EXERCISE BRIEF
Filter task. Return each line of the material that holds the string "shown".

====

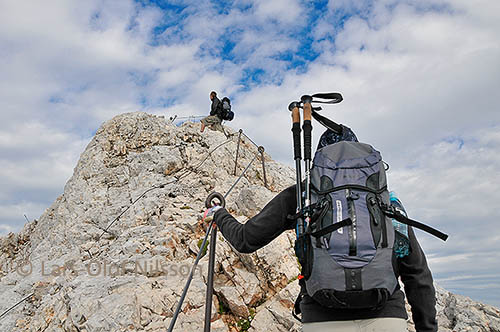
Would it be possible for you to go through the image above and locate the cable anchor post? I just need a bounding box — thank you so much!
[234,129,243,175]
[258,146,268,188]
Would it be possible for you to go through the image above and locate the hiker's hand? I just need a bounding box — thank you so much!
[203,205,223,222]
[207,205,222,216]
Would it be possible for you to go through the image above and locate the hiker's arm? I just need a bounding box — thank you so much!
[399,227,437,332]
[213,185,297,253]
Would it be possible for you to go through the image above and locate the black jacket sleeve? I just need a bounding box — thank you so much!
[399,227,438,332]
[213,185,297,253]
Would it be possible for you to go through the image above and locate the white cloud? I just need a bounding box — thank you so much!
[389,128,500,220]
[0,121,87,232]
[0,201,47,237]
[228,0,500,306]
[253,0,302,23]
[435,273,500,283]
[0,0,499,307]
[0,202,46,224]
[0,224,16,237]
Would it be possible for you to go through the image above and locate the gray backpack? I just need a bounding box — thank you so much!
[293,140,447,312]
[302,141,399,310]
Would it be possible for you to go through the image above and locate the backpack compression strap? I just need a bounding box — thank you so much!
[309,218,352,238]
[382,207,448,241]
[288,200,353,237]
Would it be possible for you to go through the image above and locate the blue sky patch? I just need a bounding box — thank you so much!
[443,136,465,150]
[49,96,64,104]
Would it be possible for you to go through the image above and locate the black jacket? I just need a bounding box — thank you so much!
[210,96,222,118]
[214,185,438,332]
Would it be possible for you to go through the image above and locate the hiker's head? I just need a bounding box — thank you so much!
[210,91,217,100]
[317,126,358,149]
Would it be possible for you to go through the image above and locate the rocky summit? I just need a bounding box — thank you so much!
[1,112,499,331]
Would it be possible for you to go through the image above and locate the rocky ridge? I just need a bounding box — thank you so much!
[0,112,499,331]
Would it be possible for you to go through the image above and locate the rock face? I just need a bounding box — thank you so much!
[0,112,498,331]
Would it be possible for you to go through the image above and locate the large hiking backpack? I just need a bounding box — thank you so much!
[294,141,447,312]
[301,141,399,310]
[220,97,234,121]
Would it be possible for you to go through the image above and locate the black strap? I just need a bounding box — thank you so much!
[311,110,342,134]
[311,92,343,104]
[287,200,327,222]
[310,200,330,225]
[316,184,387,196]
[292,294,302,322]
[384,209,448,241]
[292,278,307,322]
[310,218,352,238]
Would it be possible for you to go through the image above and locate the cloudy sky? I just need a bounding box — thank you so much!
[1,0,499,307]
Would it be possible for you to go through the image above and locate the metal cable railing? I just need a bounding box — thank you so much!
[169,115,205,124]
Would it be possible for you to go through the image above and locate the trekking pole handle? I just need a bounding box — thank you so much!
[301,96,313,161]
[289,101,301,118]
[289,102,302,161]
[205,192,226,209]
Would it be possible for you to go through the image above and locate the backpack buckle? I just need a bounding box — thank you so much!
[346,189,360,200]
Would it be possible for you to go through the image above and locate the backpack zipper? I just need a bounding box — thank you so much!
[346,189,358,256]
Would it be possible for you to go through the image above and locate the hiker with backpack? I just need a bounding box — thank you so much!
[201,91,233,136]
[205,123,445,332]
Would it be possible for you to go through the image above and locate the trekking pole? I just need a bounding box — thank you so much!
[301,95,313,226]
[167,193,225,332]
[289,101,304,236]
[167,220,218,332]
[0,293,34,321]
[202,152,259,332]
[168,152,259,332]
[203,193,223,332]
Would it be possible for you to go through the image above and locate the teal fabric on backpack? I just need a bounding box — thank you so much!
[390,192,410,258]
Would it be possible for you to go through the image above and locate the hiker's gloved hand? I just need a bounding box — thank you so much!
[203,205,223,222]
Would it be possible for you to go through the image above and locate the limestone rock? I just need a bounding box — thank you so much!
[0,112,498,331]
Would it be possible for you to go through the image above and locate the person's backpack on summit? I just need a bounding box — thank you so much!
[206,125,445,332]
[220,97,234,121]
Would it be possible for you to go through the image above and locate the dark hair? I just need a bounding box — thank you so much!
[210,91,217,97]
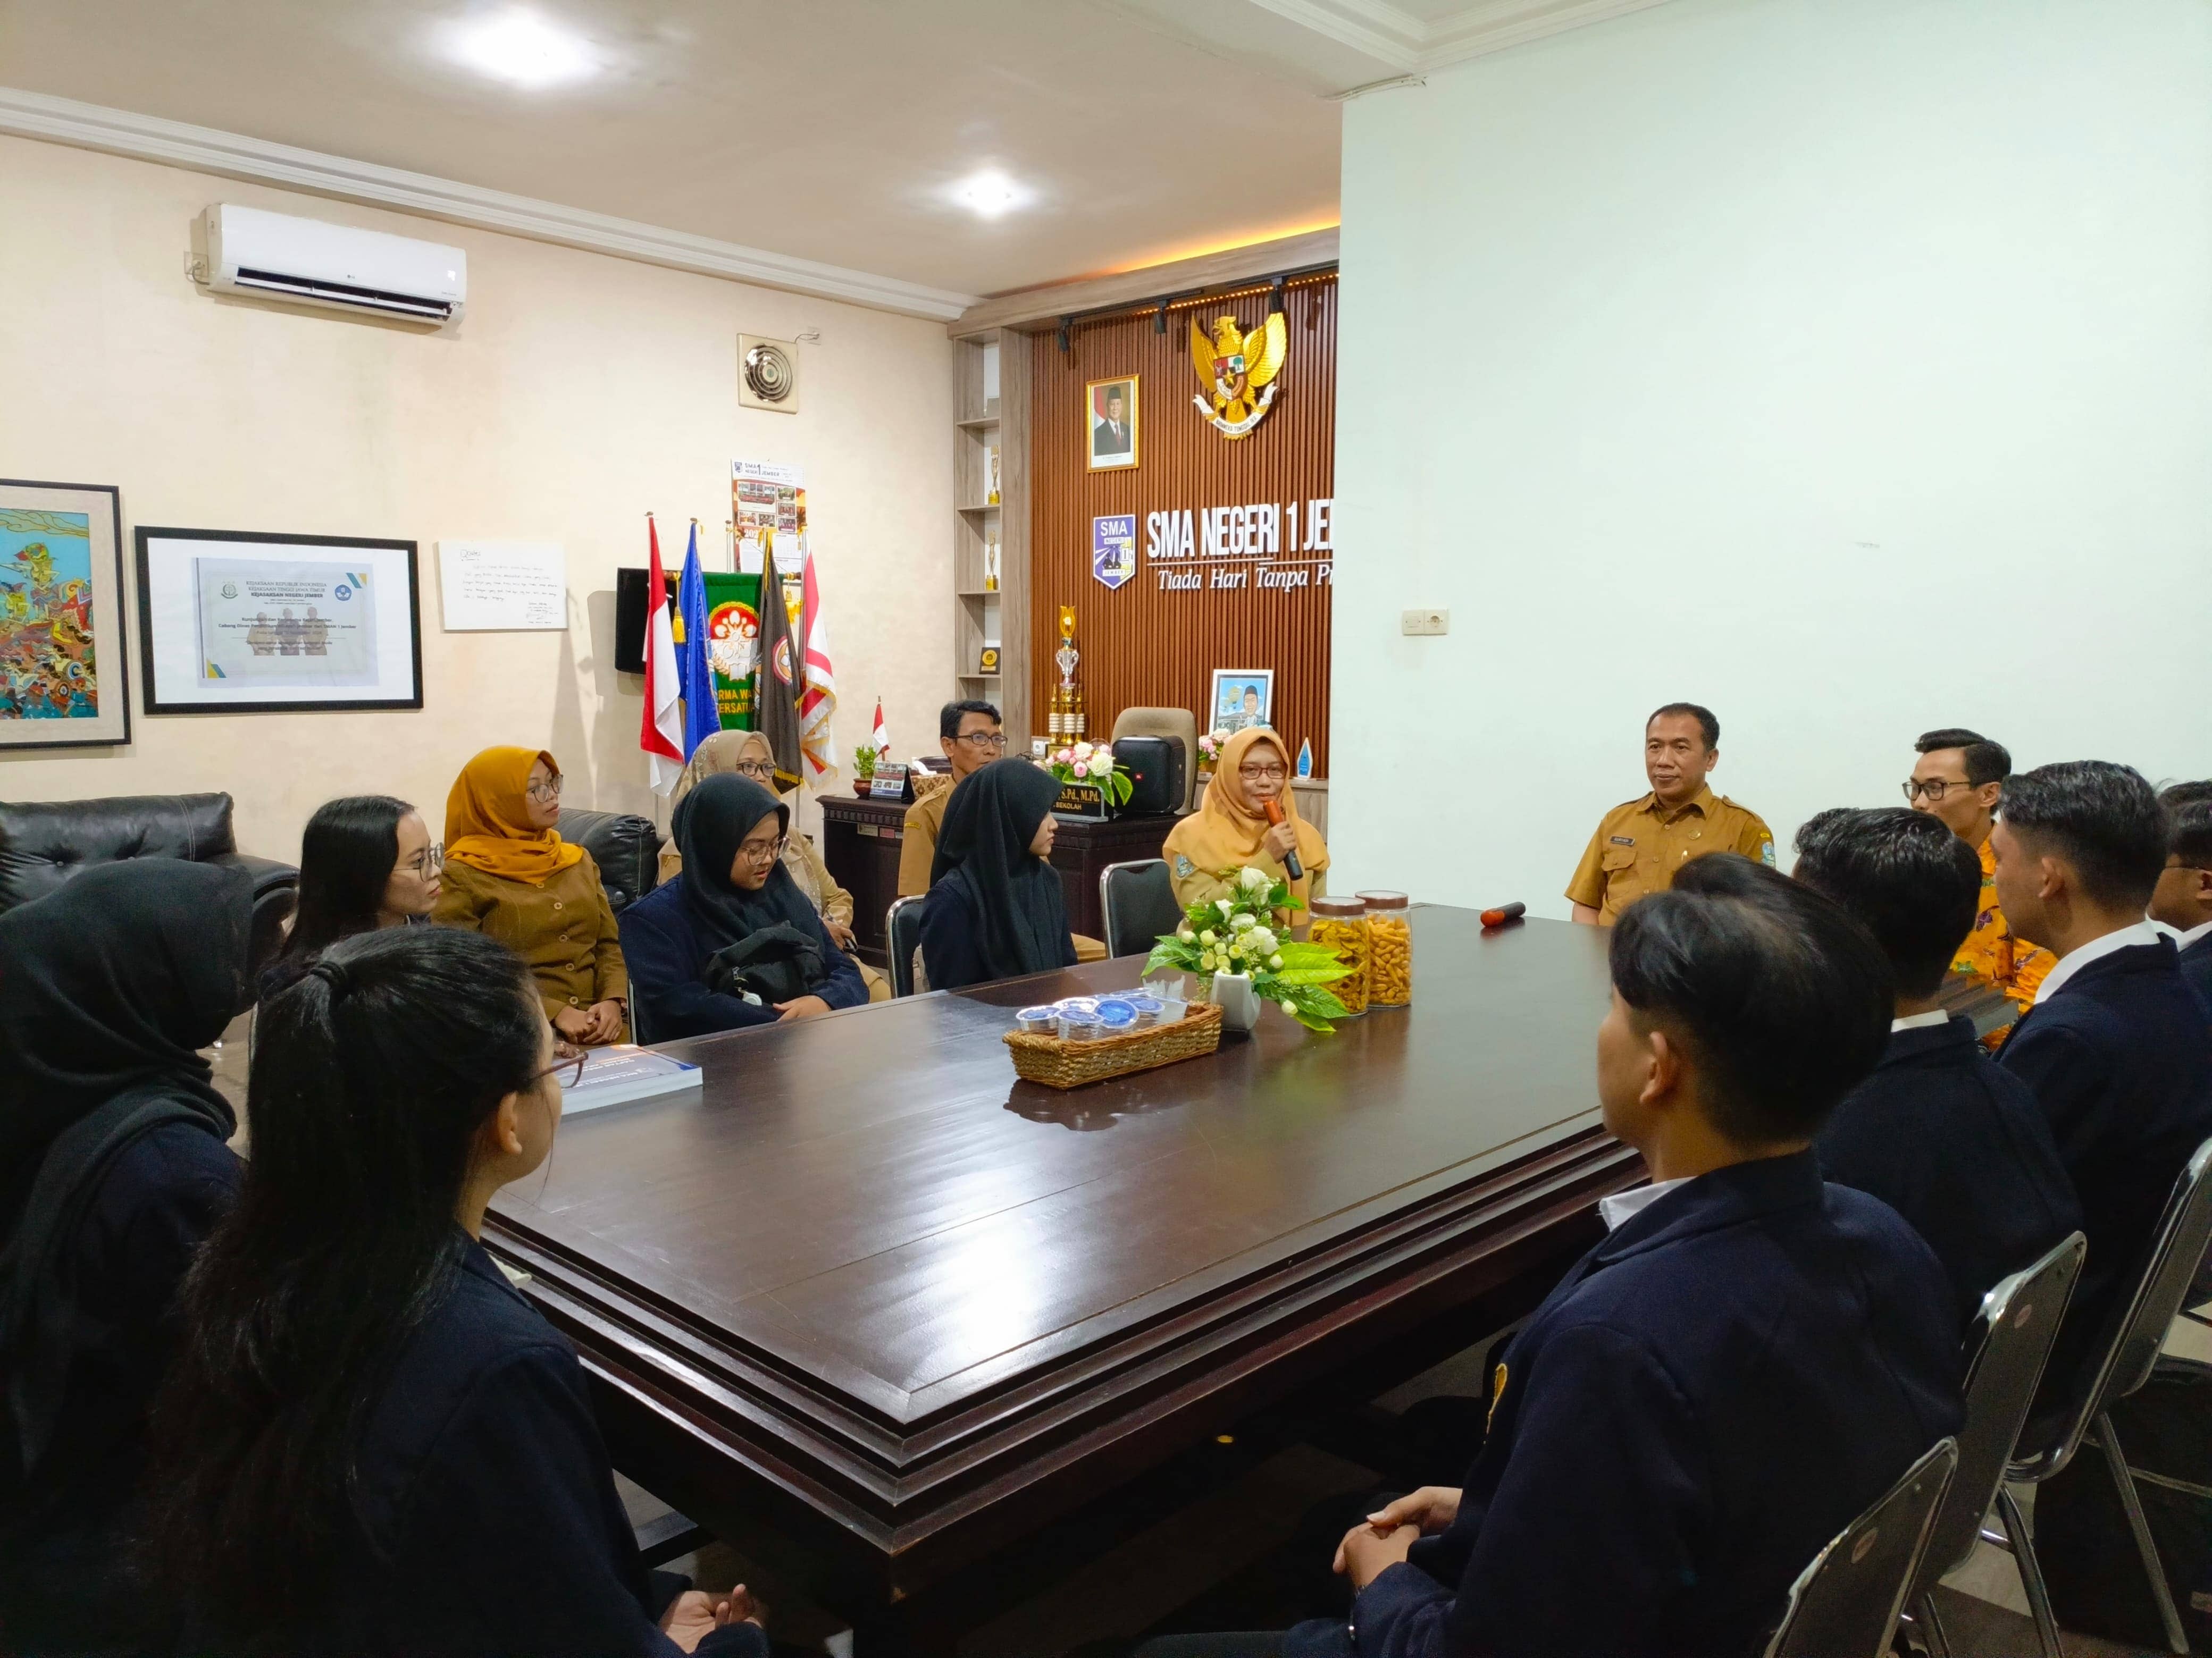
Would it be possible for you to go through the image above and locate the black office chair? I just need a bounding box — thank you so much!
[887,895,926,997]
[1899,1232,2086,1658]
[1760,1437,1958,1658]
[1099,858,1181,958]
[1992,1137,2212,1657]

====

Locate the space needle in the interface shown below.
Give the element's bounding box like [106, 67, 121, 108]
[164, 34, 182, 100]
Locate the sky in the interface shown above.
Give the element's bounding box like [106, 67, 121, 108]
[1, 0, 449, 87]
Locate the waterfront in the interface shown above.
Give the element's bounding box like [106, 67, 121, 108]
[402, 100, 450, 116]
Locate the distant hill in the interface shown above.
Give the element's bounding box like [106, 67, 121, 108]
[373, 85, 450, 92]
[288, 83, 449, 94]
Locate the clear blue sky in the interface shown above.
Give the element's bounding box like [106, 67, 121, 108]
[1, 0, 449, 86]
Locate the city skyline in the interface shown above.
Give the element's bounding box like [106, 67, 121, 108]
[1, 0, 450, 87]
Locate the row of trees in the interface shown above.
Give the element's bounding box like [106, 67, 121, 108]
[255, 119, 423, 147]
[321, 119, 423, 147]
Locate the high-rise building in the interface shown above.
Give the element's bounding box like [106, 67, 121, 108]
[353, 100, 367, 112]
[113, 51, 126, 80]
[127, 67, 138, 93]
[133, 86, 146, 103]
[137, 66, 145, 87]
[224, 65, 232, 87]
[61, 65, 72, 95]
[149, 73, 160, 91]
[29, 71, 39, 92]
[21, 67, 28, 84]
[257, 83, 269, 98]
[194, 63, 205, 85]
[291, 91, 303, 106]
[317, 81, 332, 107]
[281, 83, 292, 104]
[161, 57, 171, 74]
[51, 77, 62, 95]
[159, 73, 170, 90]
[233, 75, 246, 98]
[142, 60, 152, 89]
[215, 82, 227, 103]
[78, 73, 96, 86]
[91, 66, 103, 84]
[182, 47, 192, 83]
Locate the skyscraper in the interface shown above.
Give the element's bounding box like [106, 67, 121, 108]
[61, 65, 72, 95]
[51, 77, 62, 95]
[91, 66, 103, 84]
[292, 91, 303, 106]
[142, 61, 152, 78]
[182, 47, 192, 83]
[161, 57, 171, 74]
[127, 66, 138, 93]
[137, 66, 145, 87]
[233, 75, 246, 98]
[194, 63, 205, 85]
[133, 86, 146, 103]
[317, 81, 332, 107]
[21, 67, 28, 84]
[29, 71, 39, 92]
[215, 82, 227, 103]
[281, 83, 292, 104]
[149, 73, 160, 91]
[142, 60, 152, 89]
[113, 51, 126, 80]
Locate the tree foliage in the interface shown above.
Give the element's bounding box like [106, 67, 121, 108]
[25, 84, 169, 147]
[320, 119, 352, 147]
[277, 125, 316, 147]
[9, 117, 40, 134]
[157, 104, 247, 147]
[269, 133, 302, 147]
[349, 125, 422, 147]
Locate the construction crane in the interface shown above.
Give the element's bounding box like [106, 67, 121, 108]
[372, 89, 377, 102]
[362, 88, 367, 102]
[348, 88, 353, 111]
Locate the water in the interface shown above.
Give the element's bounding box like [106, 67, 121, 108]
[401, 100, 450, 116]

====

SOLUTION FOR THIS EXERCISE
Locate the space needle in the interface shown below.
Locate the sky in the interface shown above.
Locate the waterfront in the interface shown above.
Locate the distant hill in the interface shown above.
Locate the clear blue sky in the interface shown above.
Locate the city skyline in the interface shown above.
Locate the row of trees in the interface shown above.
Locate the high-rise building in the interface shown above.
Locate the skyscraper in the interface shown above.
Locate the tree foliage in the interface shown above.
Locate the construction crane in the interface shown above.
Locate the water in the interface shown above.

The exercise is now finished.